Each entry in the material below should be reproduced exactly.

▼

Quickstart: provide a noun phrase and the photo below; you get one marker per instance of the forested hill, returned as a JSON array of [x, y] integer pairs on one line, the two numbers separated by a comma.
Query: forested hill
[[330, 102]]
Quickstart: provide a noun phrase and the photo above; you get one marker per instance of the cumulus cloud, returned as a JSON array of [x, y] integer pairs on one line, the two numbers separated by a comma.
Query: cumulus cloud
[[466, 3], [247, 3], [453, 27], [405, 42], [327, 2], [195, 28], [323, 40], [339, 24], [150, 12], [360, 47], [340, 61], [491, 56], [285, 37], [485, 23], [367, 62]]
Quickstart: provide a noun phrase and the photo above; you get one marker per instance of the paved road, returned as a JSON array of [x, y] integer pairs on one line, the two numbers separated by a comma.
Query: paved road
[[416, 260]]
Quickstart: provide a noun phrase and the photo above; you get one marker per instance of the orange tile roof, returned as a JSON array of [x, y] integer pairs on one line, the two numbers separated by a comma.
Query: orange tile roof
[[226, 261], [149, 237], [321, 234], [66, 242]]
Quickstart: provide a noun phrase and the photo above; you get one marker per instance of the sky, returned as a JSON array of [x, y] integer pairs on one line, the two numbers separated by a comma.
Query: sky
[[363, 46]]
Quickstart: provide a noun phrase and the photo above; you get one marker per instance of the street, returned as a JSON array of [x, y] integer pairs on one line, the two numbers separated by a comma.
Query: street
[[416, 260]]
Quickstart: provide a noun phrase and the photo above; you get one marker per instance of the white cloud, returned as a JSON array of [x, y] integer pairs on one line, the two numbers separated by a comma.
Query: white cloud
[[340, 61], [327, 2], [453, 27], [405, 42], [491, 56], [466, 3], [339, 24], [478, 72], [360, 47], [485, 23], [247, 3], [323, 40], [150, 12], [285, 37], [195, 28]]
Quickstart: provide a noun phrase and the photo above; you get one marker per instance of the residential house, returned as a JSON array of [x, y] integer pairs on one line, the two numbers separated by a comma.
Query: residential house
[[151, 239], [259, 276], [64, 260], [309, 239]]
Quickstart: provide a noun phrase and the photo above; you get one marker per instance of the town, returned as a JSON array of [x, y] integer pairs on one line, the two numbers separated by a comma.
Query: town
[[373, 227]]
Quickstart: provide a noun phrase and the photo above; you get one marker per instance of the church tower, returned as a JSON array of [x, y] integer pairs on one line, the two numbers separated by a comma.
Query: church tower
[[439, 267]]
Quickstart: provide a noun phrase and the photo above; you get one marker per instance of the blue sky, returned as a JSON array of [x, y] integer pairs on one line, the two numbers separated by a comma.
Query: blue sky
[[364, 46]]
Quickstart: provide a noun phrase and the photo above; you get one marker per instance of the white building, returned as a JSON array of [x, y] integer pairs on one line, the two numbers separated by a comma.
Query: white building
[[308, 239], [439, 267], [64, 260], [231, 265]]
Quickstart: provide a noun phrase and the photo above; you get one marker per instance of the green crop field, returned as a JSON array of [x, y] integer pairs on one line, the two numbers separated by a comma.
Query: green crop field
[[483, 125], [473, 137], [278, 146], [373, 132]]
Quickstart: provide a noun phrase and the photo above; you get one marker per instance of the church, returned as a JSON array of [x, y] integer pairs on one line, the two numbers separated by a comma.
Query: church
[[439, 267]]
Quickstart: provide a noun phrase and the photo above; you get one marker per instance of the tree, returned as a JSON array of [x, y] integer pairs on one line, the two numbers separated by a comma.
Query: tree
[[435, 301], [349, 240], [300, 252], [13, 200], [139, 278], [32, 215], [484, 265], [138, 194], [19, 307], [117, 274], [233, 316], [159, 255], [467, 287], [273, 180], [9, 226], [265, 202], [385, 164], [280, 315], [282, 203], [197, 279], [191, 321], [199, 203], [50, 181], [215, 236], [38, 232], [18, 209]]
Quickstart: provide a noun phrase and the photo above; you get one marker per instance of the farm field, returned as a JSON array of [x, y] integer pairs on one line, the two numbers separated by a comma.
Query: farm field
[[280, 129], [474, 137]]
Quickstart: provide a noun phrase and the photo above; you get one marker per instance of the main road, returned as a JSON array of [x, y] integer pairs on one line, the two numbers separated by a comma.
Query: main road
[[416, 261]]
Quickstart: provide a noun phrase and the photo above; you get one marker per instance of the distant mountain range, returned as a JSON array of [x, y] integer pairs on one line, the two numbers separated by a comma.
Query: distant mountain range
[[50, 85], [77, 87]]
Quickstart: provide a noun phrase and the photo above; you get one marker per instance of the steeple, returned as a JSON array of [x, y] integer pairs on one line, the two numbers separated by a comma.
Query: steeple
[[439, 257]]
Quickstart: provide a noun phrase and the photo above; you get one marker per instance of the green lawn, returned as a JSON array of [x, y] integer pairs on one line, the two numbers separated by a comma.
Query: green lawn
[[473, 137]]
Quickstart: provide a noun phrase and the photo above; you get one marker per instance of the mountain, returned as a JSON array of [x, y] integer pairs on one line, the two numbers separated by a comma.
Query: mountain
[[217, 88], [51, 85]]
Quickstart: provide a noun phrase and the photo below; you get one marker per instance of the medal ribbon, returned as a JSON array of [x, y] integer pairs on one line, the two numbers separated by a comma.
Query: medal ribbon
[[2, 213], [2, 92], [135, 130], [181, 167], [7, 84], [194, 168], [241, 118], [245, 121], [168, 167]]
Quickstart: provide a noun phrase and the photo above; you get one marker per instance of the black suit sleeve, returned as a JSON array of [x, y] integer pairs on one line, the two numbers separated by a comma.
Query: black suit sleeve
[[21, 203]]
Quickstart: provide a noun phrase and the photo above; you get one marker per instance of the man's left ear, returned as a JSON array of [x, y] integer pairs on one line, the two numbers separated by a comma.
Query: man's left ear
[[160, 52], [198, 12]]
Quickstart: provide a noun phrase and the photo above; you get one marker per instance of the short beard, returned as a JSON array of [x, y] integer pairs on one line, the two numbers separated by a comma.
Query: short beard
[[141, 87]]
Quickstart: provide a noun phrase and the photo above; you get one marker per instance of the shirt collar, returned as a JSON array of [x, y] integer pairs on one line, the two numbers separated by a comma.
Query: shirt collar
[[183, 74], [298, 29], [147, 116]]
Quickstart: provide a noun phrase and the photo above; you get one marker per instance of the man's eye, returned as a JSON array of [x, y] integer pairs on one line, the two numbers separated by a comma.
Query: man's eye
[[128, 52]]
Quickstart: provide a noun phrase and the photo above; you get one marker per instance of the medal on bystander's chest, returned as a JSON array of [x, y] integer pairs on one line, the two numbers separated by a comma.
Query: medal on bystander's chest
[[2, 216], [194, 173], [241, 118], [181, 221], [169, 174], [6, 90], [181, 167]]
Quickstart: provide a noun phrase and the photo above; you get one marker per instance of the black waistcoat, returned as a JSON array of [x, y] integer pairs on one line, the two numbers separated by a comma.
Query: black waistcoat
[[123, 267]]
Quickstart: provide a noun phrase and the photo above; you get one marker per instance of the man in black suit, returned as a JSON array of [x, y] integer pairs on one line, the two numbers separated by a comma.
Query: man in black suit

▲

■ WRITTEN SOLUTION:
Quickstart: provide a noun phrase and the photo below; you get one marker per instance of the forested hill, returned as a JSON array of [x, y] integer pairs on one line, the two numbers separated by a comma.
Query: forested hill
[[330, 102]]
Quickstart: provide a noun phrase and the photo above; you get one marker per instance of the cumulus cloud, returned as a JSON array of [x, y] integer pairs on one line, the two numbers separated by a comma.
Query: cumulus cloud
[[466, 3], [247, 3], [453, 27], [405, 42], [327, 2], [195, 28], [323, 40], [339, 24], [150, 12], [360, 47], [340, 61], [491, 56], [285, 37], [485, 23], [367, 62]]
Quickstart: provide a noun phrase and the photo above; you get one marker per instance of the paved road, returned as a JSON array of [x, y] integer pairs on one line, the two numbers separated by a comma.
Query: paved road
[[416, 260]]
Quickstart: provide a noun phrase and the photo above; you get one marker per instance of the orange tile roof, returned as a JSON array of [x, y] integer pairs on one line, the two numbers separated by a comma.
Query: orange tile roof
[[226, 261], [149, 237], [321, 234], [66, 242]]
Quickstart: provide a noun phrase and the photo above; you get one marker per instance of the sky, returned as a JSON array of [x, y] integer pairs on one line, the two numbers separated by a comma.
Query: sky
[[363, 46]]
Quickstart: provide a noun phrase and the photo above; you get one marker per instance of the street, returned as a JSON array of [x, y] integer pairs on one line, the two numbers separated by a comma.
Query: street
[[416, 260]]
Quickstart: provide a noun phrase and the photo above; you get one marker per instance of the white cloud, returned as a JSON array of [x, y] integer pairs on one line, the two numbers separated by a comma.
Query: white cloud
[[340, 61], [327, 2], [453, 27], [405, 42], [491, 56], [466, 3], [339, 24], [478, 72], [360, 47], [485, 23], [247, 3], [323, 40], [150, 12], [285, 37], [195, 28]]
Quickstart: provide a noun phrase and the photo above; you get one marker per instance of the residential house, returned as a JSON array of [x, y] integer pairs on one line, the two numbers separated by a comma.
Query: residential house
[[151, 239], [259, 276], [64, 260], [309, 239]]
Quickstart: provide a noun phrase and the photo above; you get one marker per instance of the town, returned as a JSON array of [x, y] integer pairs on one line, the two numbers separated by a comma.
Query: town
[[373, 227]]
Quickstart: provide a noun phrase and the photo above; you get one marker per instance of the church tower, returned as a JSON array of [x, y] integer pairs on one line, the two numbers separated by a comma.
Query: church tower
[[439, 267]]
Quickstart: provide a noun phrase and the photo above; you get one marker per instance of the blue sky, returned as a JSON array of [x, y] integer pairs on one line, the two numbers separated by a comma.
Query: blue sky
[[364, 46]]
Quickstart: provide a noun phrase and the photo above; you get one marker per instance of the white building, returned as a JSON array of [x, y] integer pairs on one line, the two numbers separated by a comma.
Query: white building
[[308, 239], [439, 267], [64, 260], [231, 265]]
Quickstart: provide a noun phrase and the photo above; you get one marker per instance of the green crop field, returned as a JSON array of [x, y] integer pairs on one line, the two numbers separated by a comma.
Query: green crop field
[[483, 125], [473, 137], [278, 146], [373, 132]]
Quickstart: provide a noun phrase and the photo above; you get one marker per instance of the church, returned as a JSON array of [x, y] integer pairs on one line, the two numbers separated by a comma.
Query: church
[[439, 267]]
Quickstart: provide a noun phrase and the photo above; you get one marker per instance of the tree, returned as a JSON array of [x, y] integer pairs on one line, the two numbers separated by a comma.
Query: tree
[[435, 301], [349, 240], [300, 252], [13, 200], [139, 278], [32, 215], [484, 265], [138, 194], [19, 307], [117, 274], [233, 316], [159, 255], [467, 287], [273, 180], [9, 226], [265, 202], [385, 164], [280, 315], [282, 203], [197, 279], [191, 321], [199, 203], [50, 181], [215, 236], [38, 232], [18, 209]]
Quickstart: provide a noun phrase and the photo above; you get one marker per instance of the farm field, returned as a JSON array of [x, y] integer pairs on one line, the two numbers separated by a comma.
Query: farm field
[[280, 129], [474, 137]]
Quickstart: provide a noun phrase and the photo above; you get one marker per instance of the main road, returned as a JSON array of [x, y] integer pairs on one line, the two numbers separated by a comma.
Query: main road
[[416, 261]]
Quickstart: provide a noun phrase and the photo above; you get one marker per instance of the distant mountain range, returned as a JSON array of [x, y] integer pairs on one line, the two numbers separated by a comma.
Query: distant mountain range
[[50, 85], [77, 87]]
Quickstart: provide a noun phrase and the photo above; you get one marker per instance of the steeple, returned as a JSON array of [x, y] integer pairs on one line, the two numbers separated by a comma.
Query: steeple
[[439, 257]]
Quickstart: provide a noun phrase and the photo above; you get one marker per instance of the green lawn, returned as a JSON array of [x, y] integer pairs on one line, the two numbers separated by a comma.
Query: green lawn
[[473, 137]]
Quickstart: provide a noun phrase and the photo above; you get one marker per instance of the mountain, returned as a JSON array of [x, y] integer pairs on one line, the two numbers separated by a comma.
Query: mountain
[[217, 88], [51, 85]]
Quickstart: provide a noun phrase and the photo below; you get one marker per instance of the medal ribbon, returned as a JSON array of [x, y] integer pairs on one line, the two numbers separated by a comma.
Query: medal ribbon
[[2, 213], [2, 92], [135, 130], [181, 167], [7, 84], [194, 168], [241, 118], [245, 121], [168, 167]]
Quickstart: provide a noun phrase and the photo above; you get one marker per instance of the black suit sleeve, returned as a JSON array of [x, y] integer pairs on one line, the two numbers separated by a comma.
Query: black suit sleeve
[[21, 203]]
Quickstart: provide a noun phrase and the photo above; you get one marker per instance of the man's left ear, returned as a JSON array of [x, y] integer pairs on one line, the two numbers separated by a comma.
Query: man's left ear
[[160, 52], [198, 12]]
Quickstart: provide a noun phrase and the photo above; you get one marker per instance of the short beard, returned as a JSON array of [x, y] integer pairs on one line, the two numbers separated by a comma.
Query: short beard
[[141, 87]]
Quickstart: provide a noun phrase and the photo above; you get one marker per instance of the shirt collar, returned as a JSON array of [x, y] integer pairs on one line, the two numbers separated by a comma.
Query: shirt collar
[[183, 74], [298, 29], [147, 116]]
Quickstart: provide a noun phrase and the photo above; you get one marker per instance of the man's eye, returned as a JSON array of [x, y] integer pairs on one line, the two numbers separated by a comma.
Query: man's eye
[[128, 52]]
Quickstart: provide a noun phrase and the photo above; you get one marker per instance of the medal on bystander's chest, returned as a JSON array of [x, y] integer pairs on one line, the two numbers separated by a comma.
Query: medal on bystander's chest
[[2, 216], [194, 173], [241, 118], [181, 221], [169, 174], [6, 90], [181, 167]]
Quickstart: provide a noun phrase and the photo above; you get one marker per instance of the black waistcoat, returned as a JSON array of [x, y] integer pairs on one line, the two numbers separated by a comma.
Query: black waistcoat
[[123, 267]]
Quickstart: provide a noun phrase and the photo above; you get one marker per instance of the man in black suit, returned as a JSON array of [x, y] integer pairs on one line, the two numbers separated by a comma.
Query: man in black suit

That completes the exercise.